**Task statement**
Copy the material starting at its first line and ending at the line containing "[0,551,1000,667]", keeping every line. Shift each bounding-box coordinate in that span up by 28.

**Provided data**
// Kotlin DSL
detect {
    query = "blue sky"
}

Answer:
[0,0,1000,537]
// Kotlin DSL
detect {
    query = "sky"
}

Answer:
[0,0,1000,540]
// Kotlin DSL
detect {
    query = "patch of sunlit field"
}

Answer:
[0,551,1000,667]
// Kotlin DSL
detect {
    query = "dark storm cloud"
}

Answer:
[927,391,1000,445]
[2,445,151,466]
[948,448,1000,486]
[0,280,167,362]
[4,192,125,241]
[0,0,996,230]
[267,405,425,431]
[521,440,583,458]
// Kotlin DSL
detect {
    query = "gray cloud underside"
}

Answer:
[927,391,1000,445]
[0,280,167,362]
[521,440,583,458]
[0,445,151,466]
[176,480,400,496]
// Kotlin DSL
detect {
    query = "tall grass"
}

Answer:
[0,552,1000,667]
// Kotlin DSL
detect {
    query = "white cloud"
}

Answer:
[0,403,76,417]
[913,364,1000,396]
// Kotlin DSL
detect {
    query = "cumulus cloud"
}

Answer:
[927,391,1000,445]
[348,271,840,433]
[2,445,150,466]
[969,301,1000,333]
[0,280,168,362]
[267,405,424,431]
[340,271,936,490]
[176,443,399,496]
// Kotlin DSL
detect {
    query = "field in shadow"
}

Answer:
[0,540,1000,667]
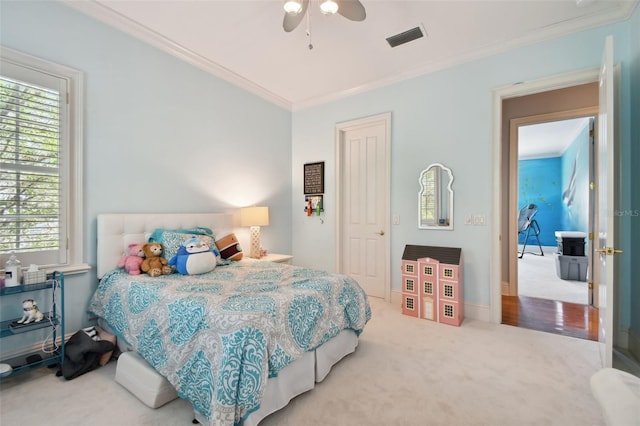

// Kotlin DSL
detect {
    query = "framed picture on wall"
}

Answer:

**Output of the exercise**
// Kotlin DSL
detect {
    query = "blue sky"
}

Answer:
[28,28,1028,565]
// Kotlin DSL
detect {
    query = "sky"
}

Answer:
[28,28,1028,568]
// Kotlin DSL
detect {
    query = "patch of sunlit field"
}

Answer:
[28,579,1028,695]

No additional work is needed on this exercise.